***** TASK INPUTS *****
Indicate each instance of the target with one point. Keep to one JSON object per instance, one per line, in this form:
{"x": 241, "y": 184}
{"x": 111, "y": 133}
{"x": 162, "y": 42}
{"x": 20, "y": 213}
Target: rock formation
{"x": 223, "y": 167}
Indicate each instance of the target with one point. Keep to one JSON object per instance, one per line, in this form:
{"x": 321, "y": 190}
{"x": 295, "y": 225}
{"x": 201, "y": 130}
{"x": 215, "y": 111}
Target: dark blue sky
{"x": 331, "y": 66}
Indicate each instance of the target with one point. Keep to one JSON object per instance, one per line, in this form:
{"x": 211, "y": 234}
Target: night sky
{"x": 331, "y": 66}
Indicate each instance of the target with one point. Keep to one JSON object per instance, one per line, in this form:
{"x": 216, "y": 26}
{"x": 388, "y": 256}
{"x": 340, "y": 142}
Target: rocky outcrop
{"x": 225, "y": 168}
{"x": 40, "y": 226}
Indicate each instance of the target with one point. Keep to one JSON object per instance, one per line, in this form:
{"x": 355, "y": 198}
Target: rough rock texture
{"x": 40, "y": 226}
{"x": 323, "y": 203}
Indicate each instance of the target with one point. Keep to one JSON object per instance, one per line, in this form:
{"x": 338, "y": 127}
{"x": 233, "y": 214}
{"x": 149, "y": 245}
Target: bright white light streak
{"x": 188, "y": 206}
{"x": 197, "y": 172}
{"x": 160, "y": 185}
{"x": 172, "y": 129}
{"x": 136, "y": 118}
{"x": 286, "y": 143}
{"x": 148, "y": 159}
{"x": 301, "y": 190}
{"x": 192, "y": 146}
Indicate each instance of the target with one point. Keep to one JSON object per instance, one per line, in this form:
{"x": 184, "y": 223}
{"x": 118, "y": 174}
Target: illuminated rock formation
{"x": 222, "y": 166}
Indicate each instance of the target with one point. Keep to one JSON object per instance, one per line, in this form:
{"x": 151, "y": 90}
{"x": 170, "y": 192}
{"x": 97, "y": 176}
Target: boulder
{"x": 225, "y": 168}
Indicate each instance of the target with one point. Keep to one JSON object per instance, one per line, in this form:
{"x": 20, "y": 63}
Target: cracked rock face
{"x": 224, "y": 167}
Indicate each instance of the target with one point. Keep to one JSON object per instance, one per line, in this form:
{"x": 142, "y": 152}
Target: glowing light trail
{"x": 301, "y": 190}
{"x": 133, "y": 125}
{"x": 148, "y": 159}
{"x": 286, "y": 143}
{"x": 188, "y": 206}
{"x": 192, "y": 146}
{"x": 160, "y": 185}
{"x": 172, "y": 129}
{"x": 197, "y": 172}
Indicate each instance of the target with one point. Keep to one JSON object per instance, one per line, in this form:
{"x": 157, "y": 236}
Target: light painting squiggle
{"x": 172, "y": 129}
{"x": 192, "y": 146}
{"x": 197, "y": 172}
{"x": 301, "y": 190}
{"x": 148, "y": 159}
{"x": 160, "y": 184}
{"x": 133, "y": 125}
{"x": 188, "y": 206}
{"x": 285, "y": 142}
*****
***** TASK INPUTS *****
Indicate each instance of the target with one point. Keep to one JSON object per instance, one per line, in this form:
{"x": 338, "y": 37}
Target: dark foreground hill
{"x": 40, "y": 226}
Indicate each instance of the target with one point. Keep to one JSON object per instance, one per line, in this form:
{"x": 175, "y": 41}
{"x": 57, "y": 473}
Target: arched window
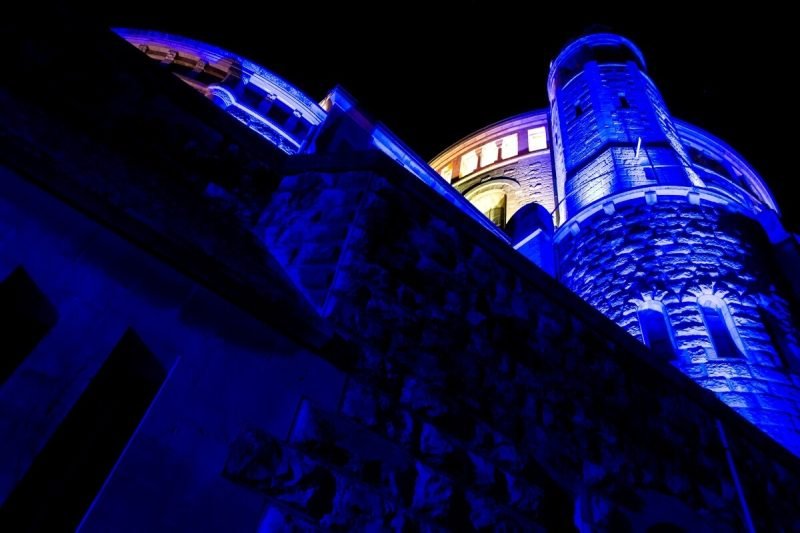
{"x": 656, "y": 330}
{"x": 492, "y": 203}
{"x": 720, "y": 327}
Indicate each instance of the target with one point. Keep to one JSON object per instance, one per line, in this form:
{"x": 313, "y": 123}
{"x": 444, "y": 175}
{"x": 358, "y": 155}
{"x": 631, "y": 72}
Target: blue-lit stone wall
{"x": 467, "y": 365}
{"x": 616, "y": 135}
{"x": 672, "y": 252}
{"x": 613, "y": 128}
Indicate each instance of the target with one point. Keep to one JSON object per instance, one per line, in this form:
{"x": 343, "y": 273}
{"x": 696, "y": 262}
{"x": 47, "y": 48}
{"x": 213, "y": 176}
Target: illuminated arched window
*****
→ **TASK OBJECTIVE**:
Filter the records above down to the lines that contain the string "dark", matching case exactly, and copy each of those lines.

→ **EXERCISE SOLUTION**:
Target: dark blue sky
Target: dark foreground hill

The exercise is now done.